### DATA LISTING
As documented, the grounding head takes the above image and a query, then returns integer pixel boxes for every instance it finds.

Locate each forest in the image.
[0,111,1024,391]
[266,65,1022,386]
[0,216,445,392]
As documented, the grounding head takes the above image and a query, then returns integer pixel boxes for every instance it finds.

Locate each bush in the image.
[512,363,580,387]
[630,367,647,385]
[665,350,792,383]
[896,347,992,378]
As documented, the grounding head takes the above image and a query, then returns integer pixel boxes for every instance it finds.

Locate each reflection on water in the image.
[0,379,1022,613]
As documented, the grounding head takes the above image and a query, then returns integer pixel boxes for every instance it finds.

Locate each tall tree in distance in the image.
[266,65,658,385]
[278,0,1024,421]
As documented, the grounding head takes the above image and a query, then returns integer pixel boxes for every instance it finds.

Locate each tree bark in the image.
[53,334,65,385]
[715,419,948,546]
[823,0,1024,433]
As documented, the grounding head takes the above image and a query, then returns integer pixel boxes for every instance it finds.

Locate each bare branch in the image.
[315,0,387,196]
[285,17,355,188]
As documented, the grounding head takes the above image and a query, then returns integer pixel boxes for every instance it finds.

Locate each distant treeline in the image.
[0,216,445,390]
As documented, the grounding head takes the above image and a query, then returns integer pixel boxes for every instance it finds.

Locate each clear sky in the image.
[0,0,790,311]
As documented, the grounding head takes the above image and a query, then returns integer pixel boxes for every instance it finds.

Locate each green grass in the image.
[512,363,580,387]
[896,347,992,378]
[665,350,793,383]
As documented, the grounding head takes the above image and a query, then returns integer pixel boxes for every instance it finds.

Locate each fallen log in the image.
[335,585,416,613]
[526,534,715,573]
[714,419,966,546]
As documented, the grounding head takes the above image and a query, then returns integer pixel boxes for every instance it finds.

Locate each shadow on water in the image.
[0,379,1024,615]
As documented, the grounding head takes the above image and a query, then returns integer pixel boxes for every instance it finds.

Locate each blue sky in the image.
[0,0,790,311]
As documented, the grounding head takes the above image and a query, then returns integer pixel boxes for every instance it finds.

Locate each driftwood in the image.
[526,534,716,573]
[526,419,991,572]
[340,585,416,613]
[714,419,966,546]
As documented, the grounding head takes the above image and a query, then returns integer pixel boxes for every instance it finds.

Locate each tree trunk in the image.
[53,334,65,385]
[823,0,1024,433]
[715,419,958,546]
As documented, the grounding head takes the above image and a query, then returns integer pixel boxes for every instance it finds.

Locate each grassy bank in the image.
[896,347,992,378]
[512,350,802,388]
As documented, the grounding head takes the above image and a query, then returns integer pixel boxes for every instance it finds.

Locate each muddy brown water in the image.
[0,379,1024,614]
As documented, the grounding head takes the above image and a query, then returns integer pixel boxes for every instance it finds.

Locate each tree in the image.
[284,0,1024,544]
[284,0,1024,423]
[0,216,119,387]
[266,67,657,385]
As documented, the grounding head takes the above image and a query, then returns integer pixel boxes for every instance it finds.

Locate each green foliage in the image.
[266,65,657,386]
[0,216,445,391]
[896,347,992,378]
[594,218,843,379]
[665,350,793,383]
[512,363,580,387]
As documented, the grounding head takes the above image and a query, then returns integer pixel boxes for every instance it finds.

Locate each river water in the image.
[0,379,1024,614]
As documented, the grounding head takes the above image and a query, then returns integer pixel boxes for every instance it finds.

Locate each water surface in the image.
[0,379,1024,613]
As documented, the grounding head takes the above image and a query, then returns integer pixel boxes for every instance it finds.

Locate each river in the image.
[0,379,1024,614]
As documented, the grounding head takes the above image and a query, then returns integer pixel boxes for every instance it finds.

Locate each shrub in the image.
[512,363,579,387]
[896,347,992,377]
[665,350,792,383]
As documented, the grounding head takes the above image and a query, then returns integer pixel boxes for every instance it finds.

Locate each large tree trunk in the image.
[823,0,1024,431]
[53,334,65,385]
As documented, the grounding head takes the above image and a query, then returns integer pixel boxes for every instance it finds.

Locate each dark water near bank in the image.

### TASK PROMPT
Count the lines in the listing above that contain the word "trunk", treating uppercase and lowercase as different. Give only the number.

### ANSWER TO THIS PROBLEM
2